··· INFORMATION SUPPLIED

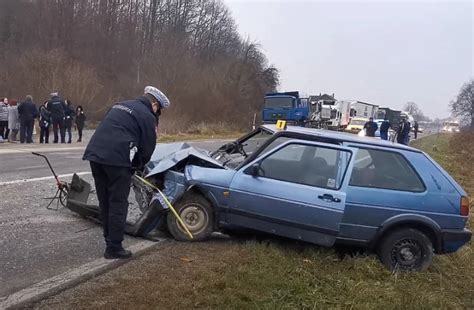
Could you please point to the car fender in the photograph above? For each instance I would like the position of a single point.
(413, 220)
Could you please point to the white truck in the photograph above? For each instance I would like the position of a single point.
(334, 115)
(364, 109)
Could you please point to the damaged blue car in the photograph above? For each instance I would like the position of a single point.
(312, 185)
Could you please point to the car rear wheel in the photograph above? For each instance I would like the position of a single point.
(406, 249)
(196, 212)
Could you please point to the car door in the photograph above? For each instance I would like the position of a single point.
(296, 190)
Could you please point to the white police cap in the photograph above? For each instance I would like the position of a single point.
(155, 92)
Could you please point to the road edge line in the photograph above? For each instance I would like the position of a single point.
(71, 278)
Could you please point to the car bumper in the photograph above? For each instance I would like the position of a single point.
(454, 239)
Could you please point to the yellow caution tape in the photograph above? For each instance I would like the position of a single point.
(169, 205)
(281, 125)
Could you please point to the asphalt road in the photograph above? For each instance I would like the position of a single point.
(37, 243)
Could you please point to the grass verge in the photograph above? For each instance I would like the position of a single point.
(281, 274)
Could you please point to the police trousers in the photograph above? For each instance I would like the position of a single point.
(112, 185)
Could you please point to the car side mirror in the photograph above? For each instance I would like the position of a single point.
(254, 169)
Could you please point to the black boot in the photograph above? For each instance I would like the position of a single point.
(112, 253)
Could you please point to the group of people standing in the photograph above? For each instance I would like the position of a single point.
(403, 130)
(54, 112)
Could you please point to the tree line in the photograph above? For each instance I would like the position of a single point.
(96, 52)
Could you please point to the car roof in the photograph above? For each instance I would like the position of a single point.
(341, 136)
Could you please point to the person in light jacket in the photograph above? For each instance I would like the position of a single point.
(4, 119)
(13, 121)
(44, 122)
(80, 121)
(28, 113)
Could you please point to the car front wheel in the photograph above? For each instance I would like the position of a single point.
(406, 249)
(196, 213)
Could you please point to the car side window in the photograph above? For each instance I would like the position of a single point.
(384, 169)
(306, 164)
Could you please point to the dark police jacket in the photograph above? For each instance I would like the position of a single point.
(69, 114)
(27, 111)
(385, 126)
(127, 124)
(57, 107)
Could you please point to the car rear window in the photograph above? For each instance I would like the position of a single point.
(385, 169)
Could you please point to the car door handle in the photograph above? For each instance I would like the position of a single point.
(329, 198)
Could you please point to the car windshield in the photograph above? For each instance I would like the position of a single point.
(255, 141)
(234, 153)
(451, 124)
(278, 102)
(357, 122)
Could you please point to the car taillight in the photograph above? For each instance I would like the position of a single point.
(464, 206)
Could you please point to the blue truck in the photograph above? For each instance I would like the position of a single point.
(286, 106)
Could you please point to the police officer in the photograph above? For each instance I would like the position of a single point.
(384, 127)
(124, 140)
(370, 127)
(68, 119)
(57, 107)
(27, 113)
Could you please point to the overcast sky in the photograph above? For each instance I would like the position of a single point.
(386, 53)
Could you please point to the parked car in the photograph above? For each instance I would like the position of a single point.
(317, 186)
(391, 132)
(356, 124)
(450, 126)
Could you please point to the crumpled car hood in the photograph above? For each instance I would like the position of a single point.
(166, 156)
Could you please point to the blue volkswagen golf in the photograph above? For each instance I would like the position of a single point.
(317, 186)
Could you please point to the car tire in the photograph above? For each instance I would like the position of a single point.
(406, 249)
(198, 215)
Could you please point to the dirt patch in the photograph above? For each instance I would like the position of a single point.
(170, 277)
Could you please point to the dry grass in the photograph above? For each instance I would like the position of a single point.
(281, 274)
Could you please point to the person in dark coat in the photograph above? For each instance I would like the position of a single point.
(384, 127)
(370, 127)
(44, 122)
(80, 121)
(69, 114)
(27, 112)
(4, 119)
(57, 107)
(403, 132)
(124, 140)
(13, 121)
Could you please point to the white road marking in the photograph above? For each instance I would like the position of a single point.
(43, 178)
(30, 167)
(38, 149)
(70, 278)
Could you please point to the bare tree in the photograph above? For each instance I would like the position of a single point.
(463, 106)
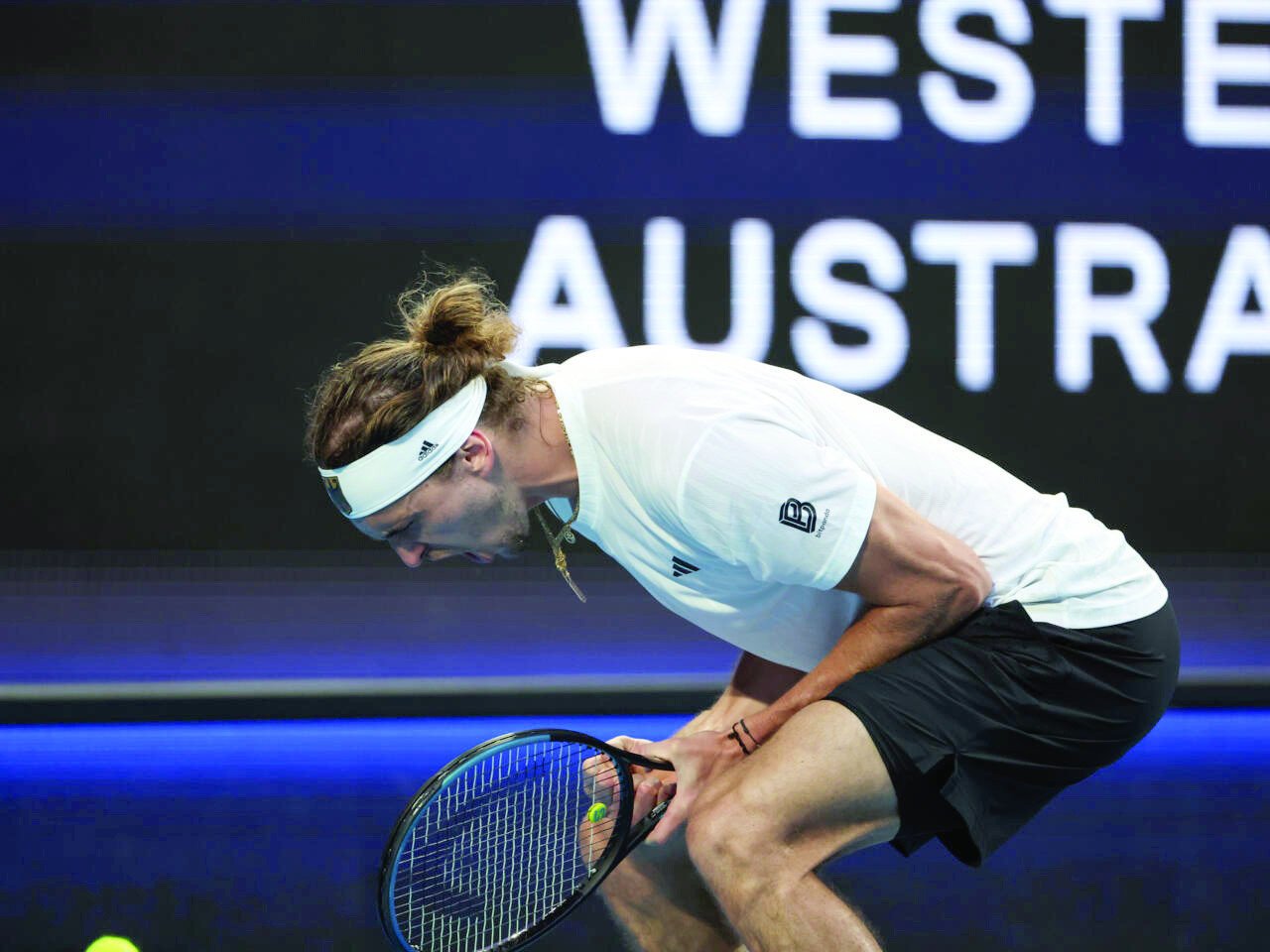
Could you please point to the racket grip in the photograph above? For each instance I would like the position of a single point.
(643, 828)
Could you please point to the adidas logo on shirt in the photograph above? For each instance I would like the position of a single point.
(681, 567)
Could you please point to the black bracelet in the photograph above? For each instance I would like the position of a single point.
(735, 737)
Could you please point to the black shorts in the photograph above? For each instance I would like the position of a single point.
(984, 726)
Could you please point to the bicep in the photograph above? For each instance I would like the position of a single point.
(906, 560)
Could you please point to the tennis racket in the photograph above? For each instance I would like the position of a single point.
(507, 839)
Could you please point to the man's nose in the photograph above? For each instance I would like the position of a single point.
(411, 552)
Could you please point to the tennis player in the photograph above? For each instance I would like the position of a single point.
(930, 648)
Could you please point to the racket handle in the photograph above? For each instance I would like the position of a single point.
(643, 828)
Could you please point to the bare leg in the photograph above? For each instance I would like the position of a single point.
(661, 901)
(758, 833)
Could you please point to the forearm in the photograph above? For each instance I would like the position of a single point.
(754, 684)
(876, 636)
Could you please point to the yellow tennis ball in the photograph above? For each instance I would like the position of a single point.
(112, 943)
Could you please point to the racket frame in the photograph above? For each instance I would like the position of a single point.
(445, 774)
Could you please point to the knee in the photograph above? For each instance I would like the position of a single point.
(734, 849)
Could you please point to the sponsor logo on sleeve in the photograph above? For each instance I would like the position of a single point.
(798, 516)
(681, 566)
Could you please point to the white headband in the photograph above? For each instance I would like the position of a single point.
(386, 474)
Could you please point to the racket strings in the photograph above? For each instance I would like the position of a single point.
(507, 842)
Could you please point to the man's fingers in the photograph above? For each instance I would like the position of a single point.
(671, 820)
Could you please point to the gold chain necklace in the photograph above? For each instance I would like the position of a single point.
(566, 534)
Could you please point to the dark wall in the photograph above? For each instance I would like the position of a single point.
(203, 204)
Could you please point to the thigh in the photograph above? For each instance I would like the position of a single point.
(817, 788)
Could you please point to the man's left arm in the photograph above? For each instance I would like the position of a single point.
(917, 581)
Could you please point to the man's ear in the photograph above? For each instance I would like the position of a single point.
(476, 453)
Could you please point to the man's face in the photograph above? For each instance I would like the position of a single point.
(461, 513)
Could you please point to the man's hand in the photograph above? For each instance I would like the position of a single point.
(697, 758)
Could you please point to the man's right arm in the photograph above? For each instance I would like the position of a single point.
(754, 684)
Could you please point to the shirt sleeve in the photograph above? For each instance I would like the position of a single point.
(757, 494)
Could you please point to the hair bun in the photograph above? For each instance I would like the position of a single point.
(461, 318)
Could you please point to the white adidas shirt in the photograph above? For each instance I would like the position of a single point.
(739, 494)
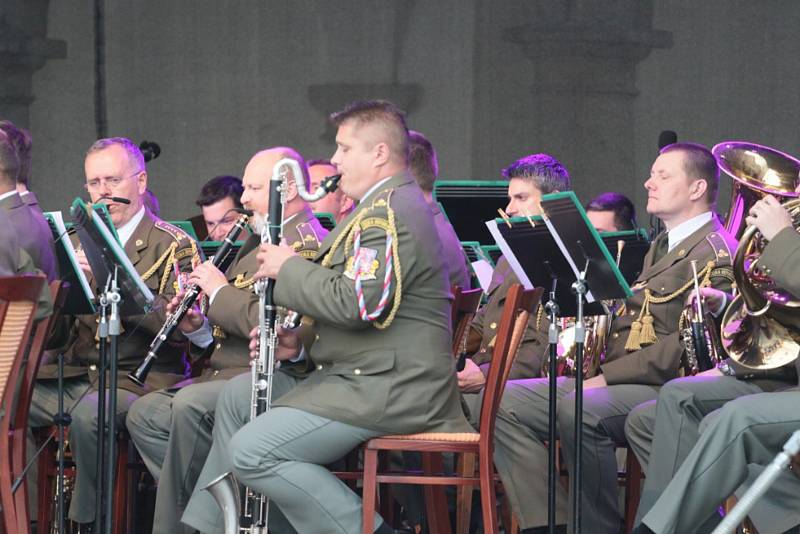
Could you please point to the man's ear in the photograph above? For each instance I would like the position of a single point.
(381, 153)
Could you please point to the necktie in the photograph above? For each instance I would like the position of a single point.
(660, 247)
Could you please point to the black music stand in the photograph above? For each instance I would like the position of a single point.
(590, 261)
(536, 258)
(468, 203)
(110, 264)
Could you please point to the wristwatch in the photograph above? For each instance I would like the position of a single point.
(726, 368)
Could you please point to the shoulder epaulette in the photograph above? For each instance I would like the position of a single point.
(176, 233)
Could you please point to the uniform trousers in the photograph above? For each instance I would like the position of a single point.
(82, 434)
(748, 430)
(663, 433)
(172, 432)
(231, 413)
(521, 430)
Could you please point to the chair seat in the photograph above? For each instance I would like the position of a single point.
(461, 437)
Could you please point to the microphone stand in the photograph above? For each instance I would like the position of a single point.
(552, 337)
(113, 298)
(102, 333)
(580, 288)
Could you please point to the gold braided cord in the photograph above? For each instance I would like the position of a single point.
(642, 330)
(348, 236)
(169, 253)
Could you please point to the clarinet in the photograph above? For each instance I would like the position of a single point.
(139, 376)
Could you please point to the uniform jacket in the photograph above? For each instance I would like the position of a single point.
(453, 254)
(148, 243)
(234, 311)
(399, 379)
(660, 362)
(33, 234)
(528, 362)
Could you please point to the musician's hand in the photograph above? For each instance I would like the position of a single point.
(769, 217)
(208, 277)
(270, 260)
(713, 299)
(595, 382)
(83, 263)
(192, 321)
(471, 379)
(710, 372)
(289, 344)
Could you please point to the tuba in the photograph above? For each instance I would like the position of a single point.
(224, 489)
(760, 328)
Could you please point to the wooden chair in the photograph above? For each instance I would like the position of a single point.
(519, 304)
(18, 298)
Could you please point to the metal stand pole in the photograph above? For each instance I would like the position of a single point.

······

- **GOAL OF THE EXERCISE**:
Only the lines from the one with "Could you please point to the uniform jacket" through the end of the material are wanted; copy them exactly, both ends included.

- **FINISHED TASK**:
Could you please point to the uniform jacket in the photograph above? For each instance I would like the position of a single point.
(453, 254)
(148, 243)
(234, 311)
(399, 379)
(660, 362)
(33, 234)
(528, 362)
Could you please point to the musician's hand in the photograph above? For each instance I would like the position of a single point.
(769, 217)
(208, 277)
(270, 260)
(713, 299)
(595, 382)
(83, 263)
(192, 321)
(471, 379)
(710, 372)
(289, 344)
Could you please point to the tuba in the photograph above? For each instance I would like the position of a single point.
(224, 489)
(760, 328)
Could you please point to the wooden chair in the photograph above? For each instance I would like the position of a single point.
(519, 304)
(18, 298)
Could you please point to the metal stand pole in the photograph above? For each instance I would like the position of a single point.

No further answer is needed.